**Directive**
Turn the lines of the records into a numbered list, starting at the line that contains "Every instance of the man in striped" and ending at the last line of the records. Leave out any blank lines.

* begin Data in this exercise *

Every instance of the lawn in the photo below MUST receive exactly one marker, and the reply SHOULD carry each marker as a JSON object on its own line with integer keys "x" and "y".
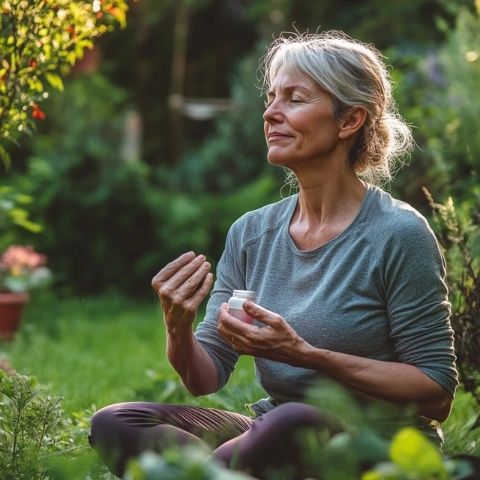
{"x": 97, "y": 351}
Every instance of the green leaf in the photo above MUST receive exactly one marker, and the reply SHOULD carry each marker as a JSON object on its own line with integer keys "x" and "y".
{"x": 415, "y": 454}
{"x": 5, "y": 158}
{"x": 55, "y": 81}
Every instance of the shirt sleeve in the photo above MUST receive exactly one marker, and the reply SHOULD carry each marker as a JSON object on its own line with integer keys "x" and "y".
{"x": 229, "y": 277}
{"x": 417, "y": 302}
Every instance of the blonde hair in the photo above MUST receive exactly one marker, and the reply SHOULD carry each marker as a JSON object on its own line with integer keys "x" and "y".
{"x": 355, "y": 74}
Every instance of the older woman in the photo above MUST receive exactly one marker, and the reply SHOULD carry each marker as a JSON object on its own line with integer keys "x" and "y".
{"x": 350, "y": 282}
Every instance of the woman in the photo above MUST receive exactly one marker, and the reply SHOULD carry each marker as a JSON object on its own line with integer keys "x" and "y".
{"x": 350, "y": 282}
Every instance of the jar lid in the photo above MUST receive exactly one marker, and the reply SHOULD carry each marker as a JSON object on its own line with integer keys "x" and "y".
{"x": 251, "y": 295}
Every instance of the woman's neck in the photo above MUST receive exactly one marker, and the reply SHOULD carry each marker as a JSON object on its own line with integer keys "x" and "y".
{"x": 327, "y": 199}
{"x": 326, "y": 207}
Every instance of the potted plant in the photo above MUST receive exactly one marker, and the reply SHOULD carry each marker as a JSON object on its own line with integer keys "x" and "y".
{"x": 21, "y": 269}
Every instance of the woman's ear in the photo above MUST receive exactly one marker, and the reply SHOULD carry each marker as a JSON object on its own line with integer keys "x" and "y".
{"x": 352, "y": 122}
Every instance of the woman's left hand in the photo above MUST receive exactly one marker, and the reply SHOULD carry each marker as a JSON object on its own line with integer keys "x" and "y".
{"x": 277, "y": 340}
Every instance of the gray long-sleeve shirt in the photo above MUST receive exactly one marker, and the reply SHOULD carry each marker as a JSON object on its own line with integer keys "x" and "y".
{"x": 377, "y": 290}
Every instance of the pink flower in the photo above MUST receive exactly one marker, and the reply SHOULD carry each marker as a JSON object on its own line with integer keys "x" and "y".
{"x": 22, "y": 268}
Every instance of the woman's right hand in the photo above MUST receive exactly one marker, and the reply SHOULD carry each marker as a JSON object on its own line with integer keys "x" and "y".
{"x": 182, "y": 285}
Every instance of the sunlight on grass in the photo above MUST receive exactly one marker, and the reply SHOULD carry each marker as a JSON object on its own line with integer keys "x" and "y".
{"x": 94, "y": 352}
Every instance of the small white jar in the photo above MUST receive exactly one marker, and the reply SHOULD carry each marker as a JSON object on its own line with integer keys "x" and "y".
{"x": 235, "y": 305}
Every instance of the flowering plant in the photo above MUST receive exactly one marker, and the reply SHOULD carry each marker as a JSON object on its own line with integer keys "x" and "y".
{"x": 22, "y": 268}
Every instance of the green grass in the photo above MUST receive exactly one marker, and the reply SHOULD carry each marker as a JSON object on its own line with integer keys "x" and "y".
{"x": 98, "y": 351}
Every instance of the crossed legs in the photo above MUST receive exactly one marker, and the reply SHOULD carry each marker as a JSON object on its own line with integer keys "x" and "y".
{"x": 271, "y": 442}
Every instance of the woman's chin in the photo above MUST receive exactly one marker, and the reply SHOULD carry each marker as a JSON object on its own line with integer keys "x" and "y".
{"x": 278, "y": 160}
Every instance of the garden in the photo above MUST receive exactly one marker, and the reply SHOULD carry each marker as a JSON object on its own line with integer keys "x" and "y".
{"x": 131, "y": 132}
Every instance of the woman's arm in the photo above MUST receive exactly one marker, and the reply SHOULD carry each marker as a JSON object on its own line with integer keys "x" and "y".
{"x": 193, "y": 364}
{"x": 398, "y": 383}
{"x": 182, "y": 286}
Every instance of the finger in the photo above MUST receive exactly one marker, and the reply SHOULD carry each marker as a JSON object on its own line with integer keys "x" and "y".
{"x": 202, "y": 292}
{"x": 260, "y": 313}
{"x": 191, "y": 284}
{"x": 170, "y": 269}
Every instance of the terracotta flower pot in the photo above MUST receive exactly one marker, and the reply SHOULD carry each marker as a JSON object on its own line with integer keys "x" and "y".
{"x": 11, "y": 309}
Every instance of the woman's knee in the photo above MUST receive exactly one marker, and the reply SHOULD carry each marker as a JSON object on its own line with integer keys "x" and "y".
{"x": 298, "y": 415}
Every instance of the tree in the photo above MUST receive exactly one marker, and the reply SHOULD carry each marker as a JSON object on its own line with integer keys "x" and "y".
{"x": 39, "y": 42}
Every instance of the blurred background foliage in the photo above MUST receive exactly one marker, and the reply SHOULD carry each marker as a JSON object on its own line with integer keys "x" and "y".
{"x": 155, "y": 145}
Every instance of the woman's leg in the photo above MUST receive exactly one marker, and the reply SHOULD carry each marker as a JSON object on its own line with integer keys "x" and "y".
{"x": 275, "y": 441}
{"x": 124, "y": 430}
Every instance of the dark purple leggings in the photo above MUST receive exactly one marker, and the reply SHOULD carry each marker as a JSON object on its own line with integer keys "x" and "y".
{"x": 270, "y": 442}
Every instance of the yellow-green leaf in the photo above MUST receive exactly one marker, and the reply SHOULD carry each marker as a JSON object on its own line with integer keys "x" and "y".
{"x": 54, "y": 80}
{"x": 415, "y": 454}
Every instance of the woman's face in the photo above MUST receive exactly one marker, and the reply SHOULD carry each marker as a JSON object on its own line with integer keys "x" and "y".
{"x": 299, "y": 122}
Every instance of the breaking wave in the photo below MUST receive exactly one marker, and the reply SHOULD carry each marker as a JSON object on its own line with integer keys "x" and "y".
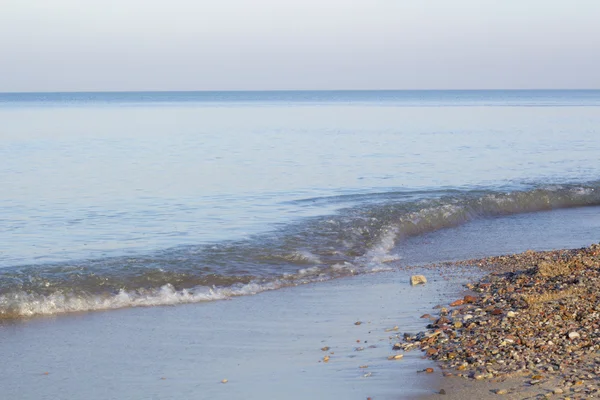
{"x": 357, "y": 239}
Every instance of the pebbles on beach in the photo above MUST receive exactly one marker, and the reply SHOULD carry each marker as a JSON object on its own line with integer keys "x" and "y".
{"x": 537, "y": 314}
{"x": 417, "y": 280}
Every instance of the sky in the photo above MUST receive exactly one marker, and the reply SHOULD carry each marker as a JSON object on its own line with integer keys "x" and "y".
{"x": 129, "y": 45}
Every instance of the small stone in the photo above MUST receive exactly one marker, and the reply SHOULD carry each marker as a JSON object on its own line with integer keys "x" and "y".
{"x": 470, "y": 299}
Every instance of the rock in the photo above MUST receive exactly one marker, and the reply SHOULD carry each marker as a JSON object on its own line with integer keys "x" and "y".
{"x": 470, "y": 299}
{"x": 417, "y": 280}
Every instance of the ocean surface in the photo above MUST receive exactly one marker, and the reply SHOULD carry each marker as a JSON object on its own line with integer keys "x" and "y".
{"x": 116, "y": 200}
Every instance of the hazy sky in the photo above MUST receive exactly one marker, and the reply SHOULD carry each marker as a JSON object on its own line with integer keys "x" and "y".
{"x": 79, "y": 45}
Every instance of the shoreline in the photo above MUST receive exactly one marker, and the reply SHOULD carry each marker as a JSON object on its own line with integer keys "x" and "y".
{"x": 529, "y": 328}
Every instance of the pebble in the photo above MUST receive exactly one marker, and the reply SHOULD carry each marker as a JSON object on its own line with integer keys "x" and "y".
{"x": 534, "y": 311}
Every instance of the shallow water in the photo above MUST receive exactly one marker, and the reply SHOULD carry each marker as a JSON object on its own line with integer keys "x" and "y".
{"x": 268, "y": 345}
{"x": 133, "y": 199}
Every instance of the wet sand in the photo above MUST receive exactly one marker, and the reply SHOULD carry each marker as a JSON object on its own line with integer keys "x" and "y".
{"x": 269, "y": 345}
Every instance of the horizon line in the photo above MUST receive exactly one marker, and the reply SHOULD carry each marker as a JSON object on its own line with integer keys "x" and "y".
{"x": 292, "y": 90}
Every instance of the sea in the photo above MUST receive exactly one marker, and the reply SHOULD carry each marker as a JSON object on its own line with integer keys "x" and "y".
{"x": 129, "y": 199}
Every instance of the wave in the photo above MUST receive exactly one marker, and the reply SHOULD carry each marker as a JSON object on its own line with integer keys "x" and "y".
{"x": 354, "y": 240}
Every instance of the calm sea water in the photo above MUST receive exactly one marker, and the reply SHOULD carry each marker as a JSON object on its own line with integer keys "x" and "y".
{"x": 112, "y": 200}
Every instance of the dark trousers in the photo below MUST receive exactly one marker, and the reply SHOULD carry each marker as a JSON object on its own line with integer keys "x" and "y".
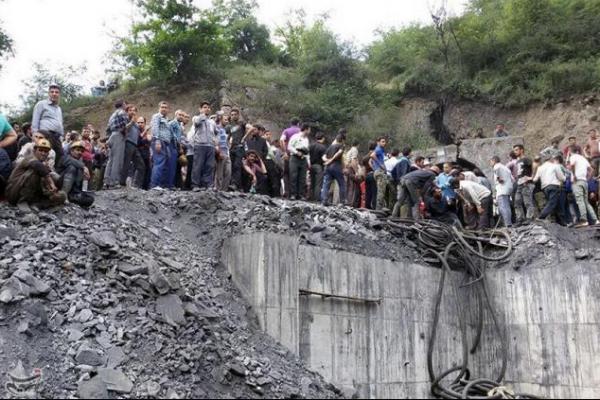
{"x": 484, "y": 218}
{"x": 5, "y": 165}
{"x": 553, "y": 203}
{"x": 203, "y": 171}
{"x": 188, "y": 176}
{"x": 236, "y": 154}
{"x": 56, "y": 144}
{"x": 172, "y": 166}
{"x": 135, "y": 162}
{"x": 298, "y": 170}
{"x": 371, "y": 191}
{"x": 331, "y": 173}
{"x": 160, "y": 165}
{"x": 316, "y": 181}
{"x": 273, "y": 178}
{"x": 286, "y": 178}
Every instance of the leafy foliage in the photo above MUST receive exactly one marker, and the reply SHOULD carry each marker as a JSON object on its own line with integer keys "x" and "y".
{"x": 249, "y": 40}
{"x": 36, "y": 88}
{"x": 510, "y": 52}
{"x": 6, "y": 45}
{"x": 176, "y": 41}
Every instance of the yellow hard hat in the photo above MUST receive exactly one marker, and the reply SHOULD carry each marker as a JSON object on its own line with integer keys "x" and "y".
{"x": 77, "y": 144}
{"x": 182, "y": 160}
{"x": 43, "y": 144}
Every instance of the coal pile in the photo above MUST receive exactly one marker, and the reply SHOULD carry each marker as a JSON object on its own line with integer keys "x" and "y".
{"x": 129, "y": 299}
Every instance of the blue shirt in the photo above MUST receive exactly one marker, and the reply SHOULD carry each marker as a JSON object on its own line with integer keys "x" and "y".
{"x": 443, "y": 181}
{"x": 223, "y": 139}
{"x": 176, "y": 131}
{"x": 4, "y": 126}
{"x": 379, "y": 162}
{"x": 159, "y": 126}
{"x": 133, "y": 134}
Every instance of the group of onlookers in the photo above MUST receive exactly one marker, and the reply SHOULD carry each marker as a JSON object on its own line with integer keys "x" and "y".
{"x": 40, "y": 163}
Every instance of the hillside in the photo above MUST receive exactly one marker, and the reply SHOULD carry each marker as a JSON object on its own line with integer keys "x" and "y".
{"x": 420, "y": 122}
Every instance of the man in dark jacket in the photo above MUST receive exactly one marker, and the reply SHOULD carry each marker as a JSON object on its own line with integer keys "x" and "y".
{"x": 31, "y": 181}
{"x": 411, "y": 185}
{"x": 72, "y": 176}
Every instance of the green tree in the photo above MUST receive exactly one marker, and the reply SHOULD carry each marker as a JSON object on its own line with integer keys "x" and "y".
{"x": 176, "y": 41}
{"x": 6, "y": 45}
{"x": 249, "y": 40}
{"x": 36, "y": 87}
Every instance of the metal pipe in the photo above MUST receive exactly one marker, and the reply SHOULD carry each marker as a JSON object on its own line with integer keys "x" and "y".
{"x": 304, "y": 292}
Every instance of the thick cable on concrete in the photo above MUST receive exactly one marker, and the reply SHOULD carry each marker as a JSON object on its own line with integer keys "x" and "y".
{"x": 454, "y": 249}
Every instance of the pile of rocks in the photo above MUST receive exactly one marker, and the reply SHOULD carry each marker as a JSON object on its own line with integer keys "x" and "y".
{"x": 129, "y": 298}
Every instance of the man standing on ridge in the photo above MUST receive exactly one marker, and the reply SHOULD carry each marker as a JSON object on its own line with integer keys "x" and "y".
{"x": 236, "y": 130}
{"x": 299, "y": 154}
{"x": 205, "y": 144}
{"x": 592, "y": 151}
{"x": 285, "y": 138}
{"x": 118, "y": 124}
{"x": 504, "y": 187}
{"x": 161, "y": 147}
{"x": 379, "y": 171}
{"x": 47, "y": 118}
{"x": 524, "y": 205}
{"x": 176, "y": 136}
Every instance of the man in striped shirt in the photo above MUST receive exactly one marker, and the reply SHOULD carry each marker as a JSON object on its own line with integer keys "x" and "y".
{"x": 161, "y": 146}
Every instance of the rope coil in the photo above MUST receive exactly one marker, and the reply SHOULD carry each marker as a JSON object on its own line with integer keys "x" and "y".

* end Data in this exercise *

**Expected output**
1. Every instance of the man in striped shirt in the photo above MUST receive exactly one marker, and the reply SHOULD carry each marker as a JSON object on its own line with integer keys "x" and "y".
2. {"x": 161, "y": 146}
3. Every instance of the rope coil in the photo above MUST receive exactly one marker, and the reply SHOULD carry each marker as a JSON object on its own line with integer keys "x" and "y".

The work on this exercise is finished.